Task instructions:
Each entry below is to be printed verbatim.

Entries supplied:
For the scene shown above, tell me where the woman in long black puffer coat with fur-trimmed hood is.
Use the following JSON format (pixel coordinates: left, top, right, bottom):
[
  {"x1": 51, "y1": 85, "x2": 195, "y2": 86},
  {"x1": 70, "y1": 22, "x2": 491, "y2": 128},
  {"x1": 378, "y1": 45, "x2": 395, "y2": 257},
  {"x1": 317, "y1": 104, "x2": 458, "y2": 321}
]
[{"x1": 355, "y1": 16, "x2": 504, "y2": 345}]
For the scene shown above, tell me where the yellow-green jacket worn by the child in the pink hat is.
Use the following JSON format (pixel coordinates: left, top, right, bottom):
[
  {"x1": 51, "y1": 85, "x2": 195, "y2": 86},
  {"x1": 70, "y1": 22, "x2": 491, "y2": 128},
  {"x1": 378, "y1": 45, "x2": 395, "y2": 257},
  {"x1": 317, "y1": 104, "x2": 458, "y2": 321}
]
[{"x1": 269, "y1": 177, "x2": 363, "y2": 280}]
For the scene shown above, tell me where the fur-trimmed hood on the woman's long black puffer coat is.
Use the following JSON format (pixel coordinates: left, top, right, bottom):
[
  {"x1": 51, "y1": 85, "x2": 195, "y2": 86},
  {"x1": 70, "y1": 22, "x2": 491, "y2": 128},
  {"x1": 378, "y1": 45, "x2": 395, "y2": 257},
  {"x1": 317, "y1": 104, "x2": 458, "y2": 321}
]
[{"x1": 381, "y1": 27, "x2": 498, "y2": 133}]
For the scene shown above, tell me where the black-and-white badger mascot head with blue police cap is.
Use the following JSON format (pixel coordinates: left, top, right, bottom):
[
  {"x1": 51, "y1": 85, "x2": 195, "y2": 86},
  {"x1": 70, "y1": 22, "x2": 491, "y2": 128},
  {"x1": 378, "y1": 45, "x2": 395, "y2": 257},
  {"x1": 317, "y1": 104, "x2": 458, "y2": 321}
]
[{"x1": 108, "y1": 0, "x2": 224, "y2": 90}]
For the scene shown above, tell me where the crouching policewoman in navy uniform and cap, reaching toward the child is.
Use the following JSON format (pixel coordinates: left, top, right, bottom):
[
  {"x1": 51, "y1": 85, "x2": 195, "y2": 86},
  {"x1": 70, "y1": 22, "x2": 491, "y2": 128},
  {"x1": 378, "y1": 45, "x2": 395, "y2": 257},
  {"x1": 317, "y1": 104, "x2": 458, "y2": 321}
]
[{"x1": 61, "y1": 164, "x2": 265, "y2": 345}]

Answer area:
For the scene shown above, tell me where the woman in long black puffer coat with fur-trimmed hood is.
Use the following JSON format (pixel coordinates: left, top, right, bottom):
[
  {"x1": 51, "y1": 85, "x2": 195, "y2": 86},
  {"x1": 70, "y1": 22, "x2": 491, "y2": 128},
  {"x1": 378, "y1": 45, "x2": 395, "y2": 257},
  {"x1": 317, "y1": 104, "x2": 458, "y2": 321}
]
[{"x1": 355, "y1": 16, "x2": 504, "y2": 345}]
For the scene shown above, tell me where the yellow-green jacket worn by the child in the pink hat is.
Use the following JSON format (pixel coordinates: left, top, right, bottom):
[
  {"x1": 51, "y1": 85, "x2": 195, "y2": 86},
  {"x1": 70, "y1": 22, "x2": 491, "y2": 128},
  {"x1": 378, "y1": 45, "x2": 395, "y2": 257},
  {"x1": 317, "y1": 104, "x2": 458, "y2": 321}
]
[{"x1": 269, "y1": 177, "x2": 363, "y2": 280}]
For the scene shown above, tell me where the fur-trimmed hood on the woman's long black puffer coat is.
Use the following JSON format (pixel coordinates: left, top, right, bottom):
[
  {"x1": 51, "y1": 85, "x2": 195, "y2": 86},
  {"x1": 70, "y1": 22, "x2": 491, "y2": 128},
  {"x1": 378, "y1": 45, "x2": 395, "y2": 257},
  {"x1": 317, "y1": 104, "x2": 458, "y2": 321}
]
[{"x1": 381, "y1": 27, "x2": 498, "y2": 133}]
For the scene shown above, tell me where the black-and-white badger mascot head with blue police cap is.
Use the following JSON format (pixel coordinates: left, top, right, bottom):
[
  {"x1": 51, "y1": 85, "x2": 195, "y2": 86},
  {"x1": 70, "y1": 22, "x2": 491, "y2": 128},
  {"x1": 378, "y1": 45, "x2": 395, "y2": 257},
  {"x1": 317, "y1": 104, "x2": 458, "y2": 321}
]
[{"x1": 108, "y1": 0, "x2": 224, "y2": 90}]
For the scene shown above, tell me where the crouching policewoman in navy uniform and cap, reaching toward the child is.
Use the following JSON format (pixel coordinates: left, top, right, bottom):
[
  {"x1": 51, "y1": 85, "x2": 195, "y2": 86},
  {"x1": 70, "y1": 22, "x2": 491, "y2": 128},
  {"x1": 378, "y1": 45, "x2": 395, "y2": 257},
  {"x1": 317, "y1": 104, "x2": 458, "y2": 321}
]
[{"x1": 61, "y1": 164, "x2": 265, "y2": 345}]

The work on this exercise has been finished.